Estratto da leggere =
· · · · · · ·

Di gruppi progressive metal ce ne sono tanti oggigiorno, ne abbiamo constatato l’esponenziale proliferazione da quando i totem incontrastati del genere (ovviamente mi riferisco ai Dream Theater), lo hanno sdoganato e fatto conoscere, a partire del loro debutto nel 1989.
Come detto, le band si sono susseguite nel corso degli anni, alcune si sono imposte, altre sono scomparse in breve tempo, altre ancora navigano nell’underground. Inevitabilmente, quando in tanti si cimentano in un determinato settore, il rischio di incappare in una massa di gruppi-sosia l’uno con l’altro, troppo omogenea, sterile e che sconfina nell’anonimato, è veramente troppo alto se non assicurato.
Bene, potete stare certi che questo non è il caso.

Basta scorrere la line-up della band per rendersi conto che qui si fa sul serio. Quello che probabilmente è il più grande batterista del mondo, Thomas Lang, ingaggia l’eccentrico e virtuoso Shane Gibson (ex-chitarrista dei Korn) e la cosa non può che promettere originalità e qualità. Il progetto è (quasi) totalmente strumentale: ai due si aggiunge il bassista di nicchia Eloy Palacios per completare il trio che prende il nome di stOrk (letteralmente vale ‘cicogna’).

Veniamo quindi al dunque. È il 2011 quando esce (per MUSO Entertainment) la prima fatica di questo super-gruppo, l’omonimo album “stOrk” .

· · · · · · ·

Righe del dataset =
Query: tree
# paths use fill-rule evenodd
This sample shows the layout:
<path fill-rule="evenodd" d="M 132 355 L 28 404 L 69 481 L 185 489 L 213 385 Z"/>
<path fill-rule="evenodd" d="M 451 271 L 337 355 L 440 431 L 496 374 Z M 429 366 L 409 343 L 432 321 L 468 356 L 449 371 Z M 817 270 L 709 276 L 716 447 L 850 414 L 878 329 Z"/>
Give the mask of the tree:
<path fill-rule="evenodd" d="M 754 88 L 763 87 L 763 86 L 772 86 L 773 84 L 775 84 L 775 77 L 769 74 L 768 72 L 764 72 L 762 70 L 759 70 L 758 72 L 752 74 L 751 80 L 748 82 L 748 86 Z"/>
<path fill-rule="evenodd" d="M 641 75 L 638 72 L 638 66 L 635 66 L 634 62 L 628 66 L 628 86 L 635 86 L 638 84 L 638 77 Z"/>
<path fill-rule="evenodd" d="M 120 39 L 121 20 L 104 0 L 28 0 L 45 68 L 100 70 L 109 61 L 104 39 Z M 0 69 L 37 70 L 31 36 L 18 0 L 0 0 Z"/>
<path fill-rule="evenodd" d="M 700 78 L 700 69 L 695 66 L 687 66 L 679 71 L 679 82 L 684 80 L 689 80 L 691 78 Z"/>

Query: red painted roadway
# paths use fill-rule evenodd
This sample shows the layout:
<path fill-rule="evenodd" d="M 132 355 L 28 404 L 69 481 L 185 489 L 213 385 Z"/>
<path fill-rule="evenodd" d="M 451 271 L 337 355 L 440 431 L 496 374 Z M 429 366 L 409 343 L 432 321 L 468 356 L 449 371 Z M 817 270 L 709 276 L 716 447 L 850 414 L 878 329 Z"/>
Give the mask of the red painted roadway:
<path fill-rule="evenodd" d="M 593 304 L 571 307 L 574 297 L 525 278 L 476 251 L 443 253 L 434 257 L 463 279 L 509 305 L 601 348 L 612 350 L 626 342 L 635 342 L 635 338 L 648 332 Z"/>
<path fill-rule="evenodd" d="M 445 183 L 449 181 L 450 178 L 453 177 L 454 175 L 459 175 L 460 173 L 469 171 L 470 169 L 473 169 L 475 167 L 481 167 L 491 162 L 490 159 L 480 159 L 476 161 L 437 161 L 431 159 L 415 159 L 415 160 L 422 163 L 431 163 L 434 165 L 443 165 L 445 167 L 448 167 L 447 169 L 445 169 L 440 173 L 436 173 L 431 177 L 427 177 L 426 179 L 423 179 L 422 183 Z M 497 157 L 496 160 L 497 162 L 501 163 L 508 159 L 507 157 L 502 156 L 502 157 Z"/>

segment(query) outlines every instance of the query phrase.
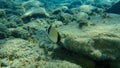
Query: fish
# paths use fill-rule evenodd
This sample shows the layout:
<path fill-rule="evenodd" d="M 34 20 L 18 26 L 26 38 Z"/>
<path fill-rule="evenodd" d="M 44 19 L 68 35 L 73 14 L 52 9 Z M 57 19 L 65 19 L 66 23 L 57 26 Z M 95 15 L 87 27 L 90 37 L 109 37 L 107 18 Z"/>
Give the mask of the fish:
<path fill-rule="evenodd" d="M 120 14 L 120 1 L 115 3 L 112 7 L 106 10 L 107 13 Z"/>
<path fill-rule="evenodd" d="M 47 34 L 48 34 L 48 38 L 54 42 L 54 43 L 59 43 L 61 40 L 61 36 L 56 28 L 55 25 L 50 25 L 47 29 Z"/>

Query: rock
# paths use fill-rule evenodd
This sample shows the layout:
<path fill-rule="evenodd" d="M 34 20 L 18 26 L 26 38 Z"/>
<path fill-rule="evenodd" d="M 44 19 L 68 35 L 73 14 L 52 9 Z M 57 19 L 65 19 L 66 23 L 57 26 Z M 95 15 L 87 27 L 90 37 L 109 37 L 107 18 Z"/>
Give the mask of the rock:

· · · · · · ·

Cosa fare =
Secondo l'estratto sugli stOrk, chi è il bassista che completa il trio? Le righe non hanno alcun ruolo in questo lavoro.

Soluzione scritta =
Eloy Palacios.